--- Start TASK DATA ---

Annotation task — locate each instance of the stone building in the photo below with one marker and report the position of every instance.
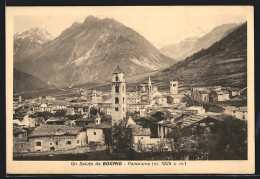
(118, 93)
(56, 137)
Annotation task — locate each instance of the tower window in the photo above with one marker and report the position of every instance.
(116, 100)
(117, 89)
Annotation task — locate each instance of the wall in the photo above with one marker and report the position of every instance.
(95, 138)
(61, 145)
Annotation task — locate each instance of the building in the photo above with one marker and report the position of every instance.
(105, 108)
(215, 96)
(56, 137)
(19, 134)
(118, 93)
(57, 121)
(187, 122)
(141, 140)
(96, 131)
(239, 113)
(201, 95)
(175, 99)
(150, 89)
(174, 87)
(196, 110)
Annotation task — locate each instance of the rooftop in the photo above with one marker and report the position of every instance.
(141, 132)
(118, 70)
(55, 130)
(99, 126)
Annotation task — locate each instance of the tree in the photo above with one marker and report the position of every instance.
(232, 140)
(60, 113)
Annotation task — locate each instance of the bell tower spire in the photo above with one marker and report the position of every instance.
(118, 94)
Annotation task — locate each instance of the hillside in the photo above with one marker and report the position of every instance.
(224, 63)
(189, 46)
(25, 82)
(29, 41)
(89, 52)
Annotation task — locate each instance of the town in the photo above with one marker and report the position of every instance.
(183, 122)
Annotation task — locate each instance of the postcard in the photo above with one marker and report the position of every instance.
(130, 90)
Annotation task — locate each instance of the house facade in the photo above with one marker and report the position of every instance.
(56, 137)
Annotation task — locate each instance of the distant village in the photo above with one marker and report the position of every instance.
(83, 122)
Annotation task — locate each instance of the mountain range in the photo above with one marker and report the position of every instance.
(29, 41)
(89, 52)
(191, 45)
(26, 82)
(224, 63)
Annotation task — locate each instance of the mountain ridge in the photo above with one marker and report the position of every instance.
(184, 48)
(224, 63)
(86, 52)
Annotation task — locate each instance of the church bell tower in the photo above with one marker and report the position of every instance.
(150, 89)
(118, 94)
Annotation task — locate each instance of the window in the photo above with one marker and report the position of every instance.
(117, 89)
(117, 100)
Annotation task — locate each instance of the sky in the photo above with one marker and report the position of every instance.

--- End TASK DATA ---

Quote every record above exactly, leaving out any pictures.

Annotation task — locate each instance of the stone building in the photo below with one marker and report the position of every instance.
(118, 93)
(56, 137)
Annotation task — locate each instance of the tower window in the photo above with one marker and report the position of every instance.
(116, 100)
(117, 89)
Annotation task — locate each instance of the wall in the photo above with one marker and report the position of every instance.
(95, 138)
(61, 145)
Annotation task — locate each instance of the building in the photo above with one marker and report the position of every instance.
(105, 108)
(215, 96)
(56, 137)
(19, 134)
(118, 93)
(57, 121)
(187, 122)
(141, 140)
(96, 131)
(239, 113)
(201, 95)
(175, 99)
(150, 89)
(174, 87)
(196, 110)
Annotation task — locate each instance of the rooftop in the photo above with one marker and report the position of every instance.
(141, 132)
(118, 70)
(55, 130)
(99, 126)
Annotation task — locate each instance of the tree in the photo above with one marker and report the position of every instance.
(232, 140)
(60, 113)
Annotation task — locate each instance of the bell tower spire in the photo above with one marker and report the position of every instance.
(118, 94)
Annotation task — locate each instance of the hillside in the photo above with one marker and report the position of every instance.
(224, 63)
(189, 46)
(25, 82)
(29, 41)
(89, 52)
Annotation task — locate each instance of the town in the photo above with one marker and report the position of every instance.
(183, 122)
Annotation task — locate each instance of the postcard in the photo above with one marker and report the position of every instance.
(130, 90)
Annotation task — locate each instance of the house facade in the photo above with one marker and report the position of every instance.
(56, 137)
Annotation task — locate each instance of the distant village in the photo above with one marker and report the position of every instance.
(83, 122)
Annotation task — locate each instance of the mountain range in the photo above with one marker and report the position of every instance.
(29, 41)
(89, 52)
(191, 45)
(26, 82)
(224, 63)
Annotation task — locate each instance of the mountain ridge in the photo above with one marker and report the position of every instance.
(184, 48)
(224, 63)
(86, 52)
Annotation task — locate each instance of the church bell tower in the photo above with one marker and report the position of every instance.
(150, 89)
(118, 94)
Annotation task — locate each instance of the window in the photo above with one marker and report the position of every instance.
(117, 89)
(117, 100)
Annotation task — locate each instance of the sky in the photo above with one marker and report the position of every instance.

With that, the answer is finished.